[start of RECORD SET]

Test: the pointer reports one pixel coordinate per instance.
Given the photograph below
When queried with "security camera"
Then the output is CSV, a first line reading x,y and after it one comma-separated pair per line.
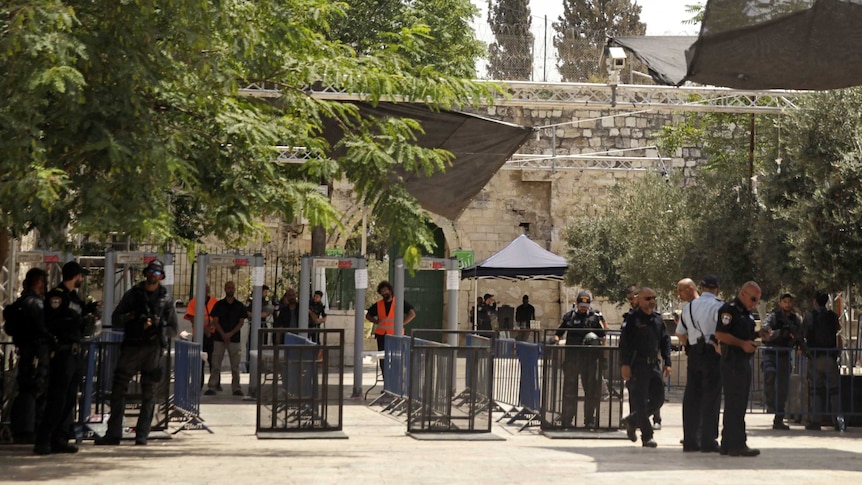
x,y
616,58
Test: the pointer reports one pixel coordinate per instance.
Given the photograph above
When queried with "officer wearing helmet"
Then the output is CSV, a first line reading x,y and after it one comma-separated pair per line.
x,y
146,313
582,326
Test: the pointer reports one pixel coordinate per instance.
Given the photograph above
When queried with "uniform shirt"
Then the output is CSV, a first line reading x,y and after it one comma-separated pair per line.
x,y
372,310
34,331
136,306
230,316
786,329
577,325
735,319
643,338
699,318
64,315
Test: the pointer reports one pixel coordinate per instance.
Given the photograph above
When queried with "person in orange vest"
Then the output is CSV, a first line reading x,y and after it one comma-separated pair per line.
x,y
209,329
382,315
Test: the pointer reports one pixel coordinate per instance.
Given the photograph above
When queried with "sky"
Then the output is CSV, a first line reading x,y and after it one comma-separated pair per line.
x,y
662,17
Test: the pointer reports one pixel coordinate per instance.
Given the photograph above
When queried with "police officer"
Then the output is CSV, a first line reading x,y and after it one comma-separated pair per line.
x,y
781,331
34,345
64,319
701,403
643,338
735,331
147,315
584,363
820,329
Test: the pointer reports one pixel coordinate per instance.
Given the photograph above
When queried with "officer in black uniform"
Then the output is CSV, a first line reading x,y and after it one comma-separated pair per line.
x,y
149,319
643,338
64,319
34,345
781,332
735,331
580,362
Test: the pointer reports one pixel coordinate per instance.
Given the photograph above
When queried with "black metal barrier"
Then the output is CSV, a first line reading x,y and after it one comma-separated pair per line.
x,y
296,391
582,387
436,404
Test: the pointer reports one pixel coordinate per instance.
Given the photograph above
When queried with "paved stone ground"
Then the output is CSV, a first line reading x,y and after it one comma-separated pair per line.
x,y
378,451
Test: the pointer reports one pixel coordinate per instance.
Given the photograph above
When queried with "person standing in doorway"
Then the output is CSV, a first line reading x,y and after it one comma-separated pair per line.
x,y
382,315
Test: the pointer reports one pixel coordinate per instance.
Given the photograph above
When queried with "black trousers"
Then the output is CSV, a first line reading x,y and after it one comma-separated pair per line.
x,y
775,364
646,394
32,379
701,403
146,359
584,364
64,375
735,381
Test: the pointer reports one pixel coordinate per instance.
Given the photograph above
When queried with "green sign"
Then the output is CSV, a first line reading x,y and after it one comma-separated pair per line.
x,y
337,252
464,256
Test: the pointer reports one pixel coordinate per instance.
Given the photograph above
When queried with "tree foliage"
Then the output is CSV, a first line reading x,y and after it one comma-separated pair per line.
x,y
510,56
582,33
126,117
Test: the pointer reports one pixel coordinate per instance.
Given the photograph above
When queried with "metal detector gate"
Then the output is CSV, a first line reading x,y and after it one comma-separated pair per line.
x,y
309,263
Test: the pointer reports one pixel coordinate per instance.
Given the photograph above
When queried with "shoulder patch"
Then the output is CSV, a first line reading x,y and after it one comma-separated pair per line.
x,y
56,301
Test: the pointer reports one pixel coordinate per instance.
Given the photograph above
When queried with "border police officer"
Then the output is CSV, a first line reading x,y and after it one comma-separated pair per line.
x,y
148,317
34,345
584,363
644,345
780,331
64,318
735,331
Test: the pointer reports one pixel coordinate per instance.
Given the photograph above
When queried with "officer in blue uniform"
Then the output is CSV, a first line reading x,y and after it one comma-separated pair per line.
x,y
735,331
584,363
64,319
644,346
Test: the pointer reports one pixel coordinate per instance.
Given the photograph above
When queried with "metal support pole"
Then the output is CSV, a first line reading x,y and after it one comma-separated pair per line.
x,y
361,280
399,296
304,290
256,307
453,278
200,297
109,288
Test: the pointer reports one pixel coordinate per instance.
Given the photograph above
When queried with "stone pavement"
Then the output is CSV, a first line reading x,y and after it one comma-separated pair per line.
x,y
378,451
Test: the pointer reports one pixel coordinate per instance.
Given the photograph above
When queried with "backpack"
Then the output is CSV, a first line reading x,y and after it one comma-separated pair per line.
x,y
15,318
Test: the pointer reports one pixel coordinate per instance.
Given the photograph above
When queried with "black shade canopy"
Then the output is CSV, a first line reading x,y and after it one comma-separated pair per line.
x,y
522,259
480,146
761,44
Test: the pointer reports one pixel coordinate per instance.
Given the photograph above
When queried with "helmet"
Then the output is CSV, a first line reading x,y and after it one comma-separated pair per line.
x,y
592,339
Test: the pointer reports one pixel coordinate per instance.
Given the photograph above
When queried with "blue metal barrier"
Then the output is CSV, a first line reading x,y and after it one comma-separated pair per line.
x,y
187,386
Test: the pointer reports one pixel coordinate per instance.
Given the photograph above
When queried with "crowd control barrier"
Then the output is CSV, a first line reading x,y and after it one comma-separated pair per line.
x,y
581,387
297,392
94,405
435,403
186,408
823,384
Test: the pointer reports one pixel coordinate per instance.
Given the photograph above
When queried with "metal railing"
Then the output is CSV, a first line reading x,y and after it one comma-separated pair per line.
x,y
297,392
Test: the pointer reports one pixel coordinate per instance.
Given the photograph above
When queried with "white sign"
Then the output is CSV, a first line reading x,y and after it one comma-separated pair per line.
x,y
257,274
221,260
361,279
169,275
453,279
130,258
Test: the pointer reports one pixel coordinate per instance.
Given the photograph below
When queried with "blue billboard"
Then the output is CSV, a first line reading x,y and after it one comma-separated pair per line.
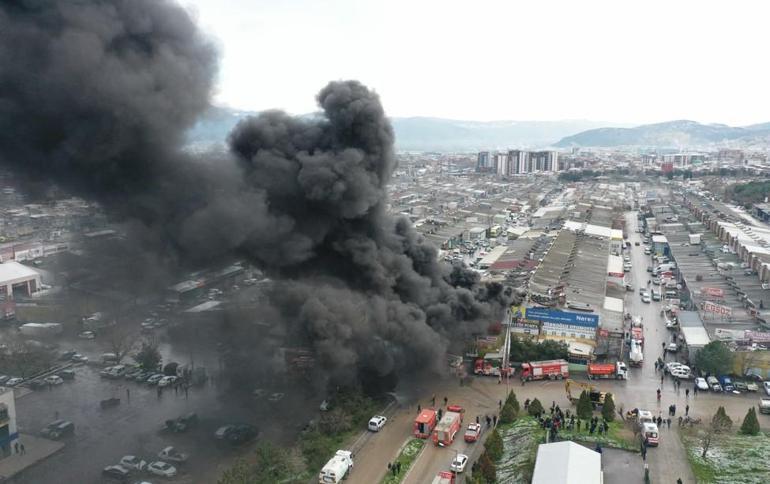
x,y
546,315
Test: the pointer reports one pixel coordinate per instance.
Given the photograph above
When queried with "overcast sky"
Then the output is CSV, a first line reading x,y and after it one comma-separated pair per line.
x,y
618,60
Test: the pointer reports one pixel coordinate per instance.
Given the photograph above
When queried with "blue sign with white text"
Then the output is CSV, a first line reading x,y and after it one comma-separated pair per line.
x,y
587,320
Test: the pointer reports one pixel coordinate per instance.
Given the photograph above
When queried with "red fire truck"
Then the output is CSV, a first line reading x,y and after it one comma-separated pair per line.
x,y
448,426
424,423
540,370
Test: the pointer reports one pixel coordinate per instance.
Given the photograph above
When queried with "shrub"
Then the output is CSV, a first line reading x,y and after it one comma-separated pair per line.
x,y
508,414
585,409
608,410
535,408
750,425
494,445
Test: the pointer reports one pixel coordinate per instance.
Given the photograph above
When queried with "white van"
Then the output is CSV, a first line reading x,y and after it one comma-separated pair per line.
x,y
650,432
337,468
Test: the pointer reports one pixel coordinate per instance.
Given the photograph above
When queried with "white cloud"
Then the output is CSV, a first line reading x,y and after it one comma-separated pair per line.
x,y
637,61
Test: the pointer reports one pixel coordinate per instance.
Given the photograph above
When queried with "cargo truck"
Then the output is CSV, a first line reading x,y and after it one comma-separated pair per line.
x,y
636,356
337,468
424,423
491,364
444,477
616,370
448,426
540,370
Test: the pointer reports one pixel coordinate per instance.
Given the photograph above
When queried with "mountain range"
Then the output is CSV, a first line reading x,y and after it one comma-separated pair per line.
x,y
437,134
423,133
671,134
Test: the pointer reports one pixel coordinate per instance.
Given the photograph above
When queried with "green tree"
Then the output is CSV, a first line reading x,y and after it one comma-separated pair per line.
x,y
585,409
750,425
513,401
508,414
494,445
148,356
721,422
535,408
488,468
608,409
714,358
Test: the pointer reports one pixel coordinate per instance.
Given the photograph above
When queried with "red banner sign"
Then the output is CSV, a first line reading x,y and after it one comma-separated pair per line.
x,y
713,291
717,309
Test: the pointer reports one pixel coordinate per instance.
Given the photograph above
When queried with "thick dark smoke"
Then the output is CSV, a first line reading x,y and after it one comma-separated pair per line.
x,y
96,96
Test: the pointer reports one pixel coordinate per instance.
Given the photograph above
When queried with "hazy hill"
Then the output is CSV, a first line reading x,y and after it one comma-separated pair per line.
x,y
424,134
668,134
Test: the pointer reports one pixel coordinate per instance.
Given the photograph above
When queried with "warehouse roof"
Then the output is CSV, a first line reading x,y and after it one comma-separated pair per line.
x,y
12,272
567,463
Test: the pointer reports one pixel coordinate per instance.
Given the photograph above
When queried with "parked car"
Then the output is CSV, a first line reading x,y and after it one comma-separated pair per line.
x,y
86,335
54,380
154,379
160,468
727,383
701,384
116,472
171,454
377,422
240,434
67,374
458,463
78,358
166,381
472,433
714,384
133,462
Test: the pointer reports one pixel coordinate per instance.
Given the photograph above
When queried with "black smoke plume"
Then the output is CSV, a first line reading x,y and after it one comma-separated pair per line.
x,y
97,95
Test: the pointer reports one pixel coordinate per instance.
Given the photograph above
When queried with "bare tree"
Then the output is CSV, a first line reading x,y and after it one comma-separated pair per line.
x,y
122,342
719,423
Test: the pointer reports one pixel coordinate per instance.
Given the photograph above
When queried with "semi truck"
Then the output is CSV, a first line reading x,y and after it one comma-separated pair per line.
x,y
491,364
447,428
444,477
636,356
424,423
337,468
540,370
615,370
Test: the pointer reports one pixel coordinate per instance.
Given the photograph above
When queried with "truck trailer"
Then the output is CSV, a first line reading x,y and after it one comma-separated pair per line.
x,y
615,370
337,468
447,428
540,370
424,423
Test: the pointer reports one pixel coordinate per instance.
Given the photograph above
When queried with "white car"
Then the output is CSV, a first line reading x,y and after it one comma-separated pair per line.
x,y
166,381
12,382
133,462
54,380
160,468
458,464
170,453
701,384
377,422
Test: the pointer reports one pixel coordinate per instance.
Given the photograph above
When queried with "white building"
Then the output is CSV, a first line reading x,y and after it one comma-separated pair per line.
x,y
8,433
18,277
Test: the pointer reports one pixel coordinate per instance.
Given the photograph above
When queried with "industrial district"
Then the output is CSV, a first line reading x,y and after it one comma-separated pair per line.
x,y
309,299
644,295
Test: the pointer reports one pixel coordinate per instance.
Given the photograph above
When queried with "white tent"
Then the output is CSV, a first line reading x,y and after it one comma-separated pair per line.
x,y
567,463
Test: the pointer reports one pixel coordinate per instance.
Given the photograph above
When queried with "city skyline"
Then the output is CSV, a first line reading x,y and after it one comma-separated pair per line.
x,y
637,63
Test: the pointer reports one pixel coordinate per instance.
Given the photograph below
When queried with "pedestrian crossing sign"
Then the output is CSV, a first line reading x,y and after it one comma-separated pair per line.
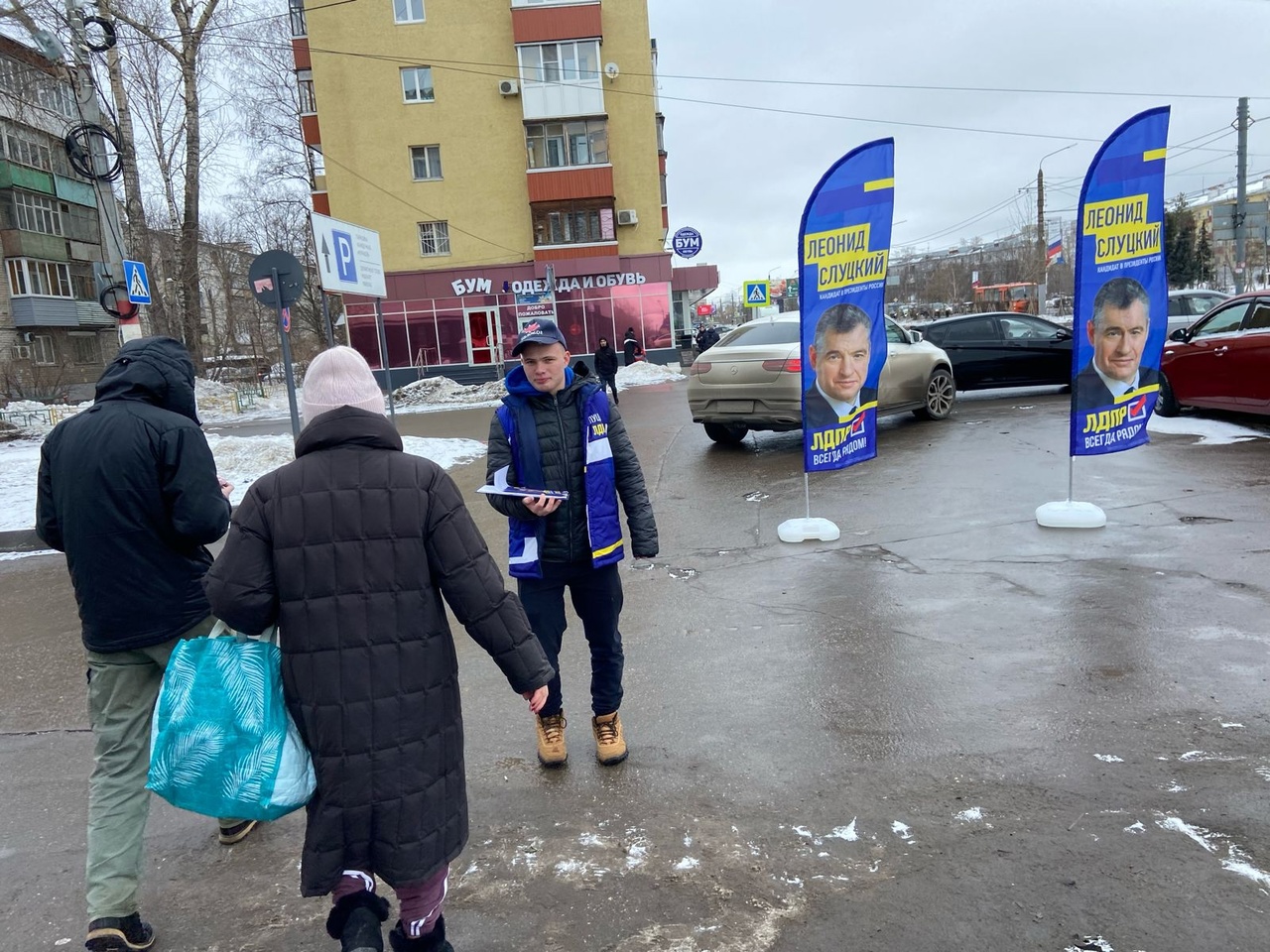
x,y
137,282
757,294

[end of RECORD SET]

TO DO:
Count the lines of the items above that contain the word "truck" and give only that number.

FINAL RESULT:
4